--- start ---

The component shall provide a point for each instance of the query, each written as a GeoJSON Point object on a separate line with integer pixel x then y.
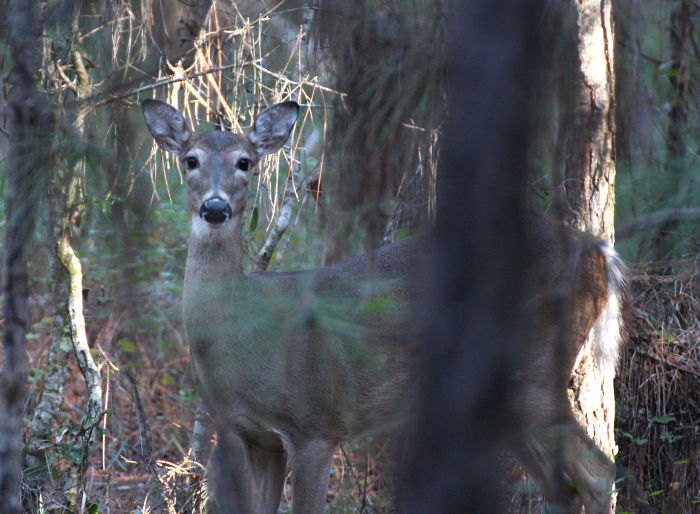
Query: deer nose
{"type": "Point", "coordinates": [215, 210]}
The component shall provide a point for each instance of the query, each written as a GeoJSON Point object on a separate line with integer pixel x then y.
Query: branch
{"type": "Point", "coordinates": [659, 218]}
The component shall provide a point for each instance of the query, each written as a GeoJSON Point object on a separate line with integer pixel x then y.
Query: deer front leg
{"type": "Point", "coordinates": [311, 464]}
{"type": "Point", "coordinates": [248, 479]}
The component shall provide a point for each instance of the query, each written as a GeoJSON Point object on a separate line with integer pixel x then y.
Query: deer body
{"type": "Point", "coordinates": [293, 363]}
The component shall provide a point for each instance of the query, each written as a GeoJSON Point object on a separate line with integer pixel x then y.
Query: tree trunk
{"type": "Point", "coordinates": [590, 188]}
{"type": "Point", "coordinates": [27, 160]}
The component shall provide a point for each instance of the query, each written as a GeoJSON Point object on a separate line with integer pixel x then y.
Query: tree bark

--- end ---
--- start ---

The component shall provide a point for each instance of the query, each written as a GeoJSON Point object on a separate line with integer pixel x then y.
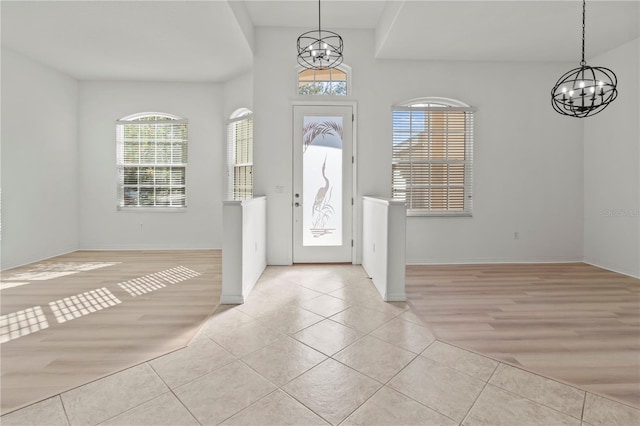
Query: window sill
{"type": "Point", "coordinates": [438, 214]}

--- end ---

**SET PROBLEM:** Pull out every line in the items above that contains the string "deer", and copy each line in full. Case counts.

**ANSWER FOR THIS EXERCISE:**
Query: deer nose
Query: deer front leg
Query: deer body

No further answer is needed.